▶ TESTO FORNITO:
-------
Nell'estate 395 grandi orde unniche valicarono il Don verso la foce. Alcuni gruppi si diressero verso sud-est in Persia, altri entrarono nelle province romane e segnatamente nell'Armenia e altri arrivarono a Osroene e a Ctesifonte. Un gruppo si diresse verso l'Asia minore e la Siria, mentre un loro passaggio in Tracia e nei Balcani è attestato da fonti orientali ma le fonti occidentali tacciono. Girolamo è però prossimo e attendibile per il vicino Oriente: "In questo tempo l'armata romana era lontana e trattenuta da una guerra intestina in Italia". Quando un gruppo di Unni cavalcò fino alla Celesiria, era in corso il conflitto tra Stilicone e Rufino. Poi gli Unni barbari portarono attacchi a varie città sull'Halys, sul Cydnus, sull'Oronte oltre che sull'Eufrate, fino a porre assedio ad Antiochia. Nel suo Commentario a Ezechiele, scritto prima del 435, Teodoreto di Ciro identifica Gog e Magog coi popoli Sciti che non vivevano lontano dalla Palestina e dice che "nei nostri tempi tutto l'Oriente era occupato da essi". Egli - nato nel 393 - era ancora infante quando fu minacciata la sua città natale di Antiochia, e dagli anziani verosimilmente conobbe il fatto. Ma questi Sciti sono proprio gli Unni di Girolamo, perché, per una specie di metonimia, Sciti era il nome globale che in questo caso designava la parte più pericolosa di essi, gli Unni, appunto.
-------
▶ DESCRIZIONE ESERCIZIO: Prosegui il testo sulle incursioni unne del 395 riprendendo subito dopo la sua ultima frase. Le righe riportate qui sotto non sono necessarie.
-------
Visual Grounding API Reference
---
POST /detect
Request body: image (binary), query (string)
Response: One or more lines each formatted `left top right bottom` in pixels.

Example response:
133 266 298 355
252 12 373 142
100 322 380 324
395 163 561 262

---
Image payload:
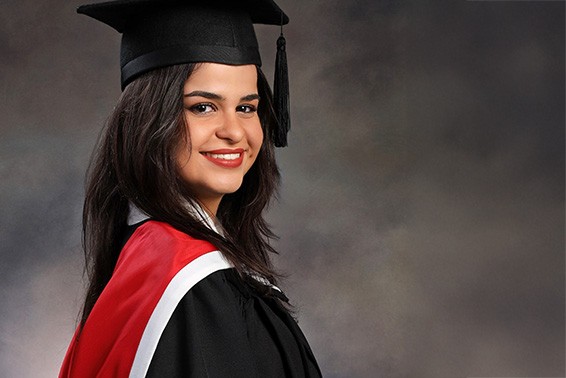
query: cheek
-------
▶ RISPOSTA ESERCIZIO:
Già in bocca di Martino di Tours, Sulpicio Severo pone l'affermazione: "Non c'è dubbio che l'anticristo, concepito dallo spirito maligno, sarebbe già nato e ha già raggiunto l'età della fanciullezza, pronto ad assumere il comando (imperium) con l'età legale". Età che, a ben vedere e se non cadiamo in un eccesso di sottigliezza, corrisponde a quella degli Unni nell'Impero, per il quale essi nascono nel 375. Quello del 395 risultò peraltro una specie di blitz, e la paura si riassorbì ben presto e con essa si rianimò l'illusione. Già nel 397-398 Eutropio ricacciò gli Unni dalla Frigia e dalla Cappadocia fino ai piedi del Caucaso. Addirittura verso il 400 Girolamo constatava con soddisfazione: Huni discunt psalterium. Anche Prudenzio, in quel torno d'anni, fa un elenco irenico dei vari popoli barbarici - tra i quali gli Unni - che insieme coi Romani "camminano tutti sull'unico suolo, che hanno tutti un unico cielo e un unico oceano che racchiude il nostro mondo". Orosio stesso testimonia la sostanziale convivenza pacifica degli Unni coi Romani e la loro ricerca di stanzialità proprio in quella fase in cui insiste Ambrogio, tra gli anni 388-395, e perfino constata una loro predisposizione alla conversione. La grande paura in seguito riprenderà a partire dall'Oriente, nel 405, quando essi rinnoveranno la pressione sull'Impero sospingendo gli altri popoli barbarici, soprattutto i Goti e i Vandali.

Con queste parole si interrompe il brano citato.